= WHAT TO DO =
Continue the article on coping with holiday triggers, picking up right after its final sentence.

[[ SOURCE TEXT, beginning ]]

Coping with Holiday Triggers: How To Manage the Emotional Challenges in December

If this time of year is difficult for you, please know that you are not alone. For millions of Americans, the holidays are challenging for a number of reasons. Grief for a lost loved one, feelings of loneliness, and traumas surrounding this time of year can make it difficult to enjoy the festivities. Unfortunately, many turn to illicit drugs and alcohol to cope, using these substances to escape or numb the pain. This decision can have serious consequences; this time of year see an increase in overdose and suicide.

Learn how to cope with the emotional challenges of the holiday season without the risk of addiction, relapse, or fatal overdose.

Coping with Holiday Triggers

Shifting from the daily routines of work and school can leave some people feeling overwhelmed. To avoid the full-blown panic of forgetting a present at the last minute, it’s important to plan shopping and holiday meals early. It’s also an excellent idea to connect with support groups like Alcoholics Anonymous, Narcotics Anonymous, or Cocaine Anonymous to make sure your sobriety remains a priority even during the festive season.

To distract from the pressures of the holidays, reduce the temptation of over-indulgence. Go shopping with a friend or family member, or to participate in a physical activity class. This time of year also presents plenty of opportunities to volunteer and give back to the community. Check in with your local food banks, homeless assistance programs, or animal shelters to fill your days with purpose and service.

It’s also okay if you need to take some time to yourself. Take the time to check in with yourself and your needs. It’s okay if you need to take a breather from all the hustle and bustle of the holidays and just have a quiet self-care day. Be mindful not to completely disconnect from your support system, as this can be an early sign of potential relapse. 

Understand the Connection Between Holidays and Addiction

While there is no single reason people turn to alcohol or drugs, research shows that people dealing with depression, stress, loss, and grief are more prone to turn to substances to cope. The holidays can be a major trigger because it may highlight perceived shortcomings or absence in your life. It may also highlight family dysfunction and bring forward complicated emotions that are hard to navigate. Being aware of why the holidays may be difficult for you and being prepared to use more beneficial coping mechanisms can help you weather the season without risking your sobriety.

[[ SOURCE TEXT, end ]]
[[ SUPPLIED RECORDS, beginning ]]

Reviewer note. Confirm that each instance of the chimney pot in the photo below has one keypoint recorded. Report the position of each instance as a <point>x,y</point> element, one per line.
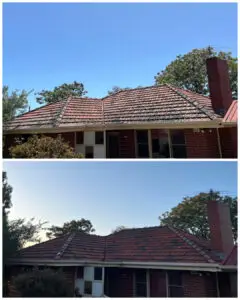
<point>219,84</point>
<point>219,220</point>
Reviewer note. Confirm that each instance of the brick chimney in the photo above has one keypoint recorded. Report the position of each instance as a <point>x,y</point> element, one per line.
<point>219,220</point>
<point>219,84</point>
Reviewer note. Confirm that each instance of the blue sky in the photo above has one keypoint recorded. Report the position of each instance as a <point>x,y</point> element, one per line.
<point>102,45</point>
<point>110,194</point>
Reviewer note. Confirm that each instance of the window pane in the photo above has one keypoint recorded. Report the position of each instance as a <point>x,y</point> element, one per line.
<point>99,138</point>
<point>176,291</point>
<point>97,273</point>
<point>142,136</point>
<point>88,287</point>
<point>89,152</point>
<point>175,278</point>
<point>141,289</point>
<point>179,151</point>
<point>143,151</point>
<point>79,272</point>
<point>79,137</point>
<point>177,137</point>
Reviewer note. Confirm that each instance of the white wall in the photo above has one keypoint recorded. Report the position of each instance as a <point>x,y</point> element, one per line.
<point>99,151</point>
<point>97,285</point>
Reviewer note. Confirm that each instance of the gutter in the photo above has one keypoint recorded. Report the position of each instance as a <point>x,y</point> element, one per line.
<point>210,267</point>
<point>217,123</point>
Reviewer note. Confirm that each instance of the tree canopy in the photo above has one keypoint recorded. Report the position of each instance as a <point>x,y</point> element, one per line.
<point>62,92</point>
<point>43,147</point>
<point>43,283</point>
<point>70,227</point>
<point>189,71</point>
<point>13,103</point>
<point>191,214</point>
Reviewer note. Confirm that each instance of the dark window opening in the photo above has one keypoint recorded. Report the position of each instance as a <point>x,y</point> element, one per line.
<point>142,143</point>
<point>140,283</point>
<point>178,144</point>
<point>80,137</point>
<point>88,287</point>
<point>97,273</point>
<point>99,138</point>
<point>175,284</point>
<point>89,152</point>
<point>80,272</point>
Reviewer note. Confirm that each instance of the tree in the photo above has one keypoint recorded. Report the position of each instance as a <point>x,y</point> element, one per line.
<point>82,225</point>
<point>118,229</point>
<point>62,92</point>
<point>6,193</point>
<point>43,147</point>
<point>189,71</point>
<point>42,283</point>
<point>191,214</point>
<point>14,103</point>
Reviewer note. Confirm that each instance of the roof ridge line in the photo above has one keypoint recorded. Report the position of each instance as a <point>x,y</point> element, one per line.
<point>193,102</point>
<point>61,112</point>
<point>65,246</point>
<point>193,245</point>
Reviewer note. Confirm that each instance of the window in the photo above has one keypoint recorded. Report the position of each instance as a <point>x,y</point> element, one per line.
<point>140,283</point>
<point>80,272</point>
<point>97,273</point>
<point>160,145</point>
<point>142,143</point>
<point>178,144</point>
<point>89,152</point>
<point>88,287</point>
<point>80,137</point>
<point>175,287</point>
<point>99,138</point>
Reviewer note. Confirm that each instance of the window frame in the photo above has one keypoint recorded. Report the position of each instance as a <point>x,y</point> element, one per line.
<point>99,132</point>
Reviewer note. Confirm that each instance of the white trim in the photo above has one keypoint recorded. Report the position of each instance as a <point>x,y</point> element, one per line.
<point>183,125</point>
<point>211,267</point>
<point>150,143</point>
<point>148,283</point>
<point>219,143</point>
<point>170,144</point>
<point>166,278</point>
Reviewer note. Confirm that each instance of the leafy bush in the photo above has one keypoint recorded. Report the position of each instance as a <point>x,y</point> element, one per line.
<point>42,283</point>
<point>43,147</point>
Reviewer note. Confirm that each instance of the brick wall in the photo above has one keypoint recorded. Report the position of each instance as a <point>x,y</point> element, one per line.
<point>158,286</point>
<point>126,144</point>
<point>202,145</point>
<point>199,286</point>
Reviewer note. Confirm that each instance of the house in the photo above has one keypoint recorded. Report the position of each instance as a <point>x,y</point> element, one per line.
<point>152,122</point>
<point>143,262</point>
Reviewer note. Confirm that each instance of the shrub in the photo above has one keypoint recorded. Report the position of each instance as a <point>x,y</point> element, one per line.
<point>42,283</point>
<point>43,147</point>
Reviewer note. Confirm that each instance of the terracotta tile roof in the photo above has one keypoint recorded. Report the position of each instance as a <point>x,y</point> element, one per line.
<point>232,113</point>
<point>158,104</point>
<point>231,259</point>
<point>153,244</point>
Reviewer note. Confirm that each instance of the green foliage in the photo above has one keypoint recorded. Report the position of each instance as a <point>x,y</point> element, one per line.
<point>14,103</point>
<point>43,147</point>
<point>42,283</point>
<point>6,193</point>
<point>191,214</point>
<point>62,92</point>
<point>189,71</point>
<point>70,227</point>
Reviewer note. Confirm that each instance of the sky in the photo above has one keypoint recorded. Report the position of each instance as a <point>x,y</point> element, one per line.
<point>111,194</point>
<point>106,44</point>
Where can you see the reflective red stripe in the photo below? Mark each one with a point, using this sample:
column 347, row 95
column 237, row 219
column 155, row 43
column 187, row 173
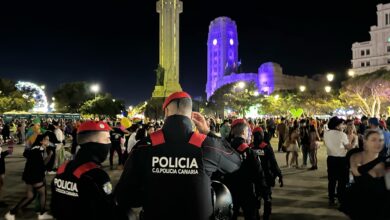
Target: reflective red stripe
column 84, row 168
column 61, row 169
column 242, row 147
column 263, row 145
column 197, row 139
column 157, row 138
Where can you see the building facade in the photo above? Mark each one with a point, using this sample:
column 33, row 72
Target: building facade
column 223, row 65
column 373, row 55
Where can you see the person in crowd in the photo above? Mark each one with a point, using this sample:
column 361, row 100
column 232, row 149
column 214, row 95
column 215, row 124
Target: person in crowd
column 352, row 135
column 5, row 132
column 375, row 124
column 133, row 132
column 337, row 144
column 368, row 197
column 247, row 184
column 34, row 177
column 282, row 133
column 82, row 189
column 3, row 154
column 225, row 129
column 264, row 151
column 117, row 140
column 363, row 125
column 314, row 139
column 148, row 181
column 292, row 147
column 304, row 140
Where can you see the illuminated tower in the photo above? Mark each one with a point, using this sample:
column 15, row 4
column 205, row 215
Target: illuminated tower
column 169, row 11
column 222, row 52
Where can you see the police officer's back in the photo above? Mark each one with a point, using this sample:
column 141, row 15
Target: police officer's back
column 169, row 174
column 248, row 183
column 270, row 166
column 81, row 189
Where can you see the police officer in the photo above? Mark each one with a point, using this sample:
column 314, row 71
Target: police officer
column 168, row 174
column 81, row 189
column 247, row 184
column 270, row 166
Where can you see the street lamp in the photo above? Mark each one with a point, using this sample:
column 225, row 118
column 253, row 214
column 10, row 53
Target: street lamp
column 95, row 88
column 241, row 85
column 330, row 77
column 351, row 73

[[ SUPPLIED RECORDS, end ]]

= WRITTEN ANSWER =
Holiday Coping Tools in Recovery

Learn How to Change Your Thinking

If you have a complicated relationship with the holiday season trying to navigate this time of year can be challenging. Negative thoughts and emotions can quickly spiral into poor coping mechanisms and cause you to fall back into harmful habits. 

This is why so much of the recovery process focuses on mindfulness and self-awareness. Being able to recognize the thought-action cycle allows you to recognize early warning signs of relapse and choose better alternatives. Challenging the psychological source for addictive behaviors allows us to develop new, more beneficial habits as we grow through recovery.

Make a Plan

It’s essential to develop a plan to be able to enjoy the holidays while simultaneously mitigating the risks that can arise. When developing your plan, remember:

  1. Tell someone you trust to help you stay accountable.
  2. Create a contract with your support system. Detail the steps you’ll take to prevent relapse and your reasons for remaining sober. Putting your plan in writing helps you stay on track.
  3. Keep emergency contact information such as the National Suicide Prevention Lifeline, National Eating Disorder Helpline, or the Addiction Resource Center readily available in case you need them. Niznik Behavioral Health alumni have access to our specialized relapse prevention hotline 24/7/365.
  4. Connect with your community. Sharing your thoughts and feelings during this season with others who have similar experiences can help immensely. Voicing your concerns and working through them in group therapy sessions or during AA/NA meetings is a great way to get them out in the open and ease your stress or anxiety.

Set Boundaries

Prioritizing sobriety during the holidays is vital to avoid unintentionally falling back into old habits. This includes setting and enforcing boundaries both with yourself and others. While it can be tempting to push the limits in early recovery, doing so can quickly lead to relapse. 

The most important thing to keep in mind when setting boundaries is consistency. You are outlining the treatment and behavior you are willing to accept or tolerate from yourself and those around you. Getting into the habit of allowing exceptions to your boundaries undermines their intended purpose, especially when it comes to recovery. Remember, sobriety isn’t something you can do halfway. Don’t allow others to draw you back into bad habits in the name of ‘holiday fun.’ While the temptation may arise to indulge as part of your holiday celebrations, it isn’t worth squandering all your hard work.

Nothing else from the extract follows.